## Consigne écrite A:
Reproduisez fidèlement le passage du texte sur les pièces d’identité au Togo situé entre "La majorité des" et "central. L’urgence interpelle.", bornes comprises.
## Consigne écrite B:
Pour chacune des affirmations suivantes, indiquez par oui ou par non si elle concorde avec le texte sur les pièces d’identité au Togo, puis citez mot pour mot les termes qui le prouvent : (i) la majorité des Togolais possède des pièces d’identité ; (ii) le constat a été confirmé par des rapports d’organismes internationaux ; (iii) le constat est présenté comme récent.

## Extrait choisi:
..........
La majorité des Togolais ne dispose pas de pièces d’identité. Cet amer constat ne date pas d’aujourd’hui. Il a été corroboré de manière éloquente par plusieurs rapports d’organismes internationaux crédibles. Seulement, les Togolais ne semblent pas prendre la mesure de l’immensité des opportunités dont ils sont privés. Les gouvernants pour leur part, continuent allégrement de violer ce droit naturel des citoyens. A l’heure des nouveaux enjeux, avec la lutte contre le terrorisme qui s’annonce dans nos murs, le débat sur l’établissement des pièces d’identités à tous les Togolais s’impose. Aussi, plusieurs raisons militent pour que les Togolais, dans une perspective citoyenne, s’approprient et formulent de telles revendications vis-à-vis du pouvoir central. L’urgence interpelle.
..........
## Documents sources:
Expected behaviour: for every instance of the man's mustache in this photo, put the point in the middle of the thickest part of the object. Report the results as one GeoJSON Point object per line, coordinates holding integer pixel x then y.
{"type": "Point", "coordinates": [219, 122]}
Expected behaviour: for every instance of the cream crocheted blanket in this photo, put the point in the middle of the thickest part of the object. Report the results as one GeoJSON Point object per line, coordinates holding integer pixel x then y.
..........
## Réponse attendue A:
La majorité des Togolais ne dispose pas de pièces d’identité. Cet amer constat ne date pas d’aujourd’hui. Il a été corroboré de manière éloquente par plusieurs rapports d’organismes internationaux crédibles. Seulement, les Togolais ne semblent pas prendre la mesure de l’immensité des opportunités dont ils sont privés. Les gouvernants pour leur part, continuent allégrement de violer ce droit naturel des citoyens. A l’heure des nouveaux enjeux, avec la lutte contre le terrorisme qui s’annonce dans nos murs, le débat sur l’établissement des pièces d’identités à tous les Togolais s’impose. Aussi, plusieurs raisons militent pour que les Togolais, dans une perspective citoyenne, s’approprient et formulent de telles revendications vis-à-vis du pouvoir central. L’urgence interpelle.

## Réponse attendue B:
(i) Non : « La majorité des Togolais ne dispose pas de pièces d’identité. »
(ii) Oui : « Il a été corroboré de manière éloquente par plusieurs rapports d’organismes internationaux crédibles. »
(iii) Non : « Cet amer constat ne date pas d’aujourd’hui. »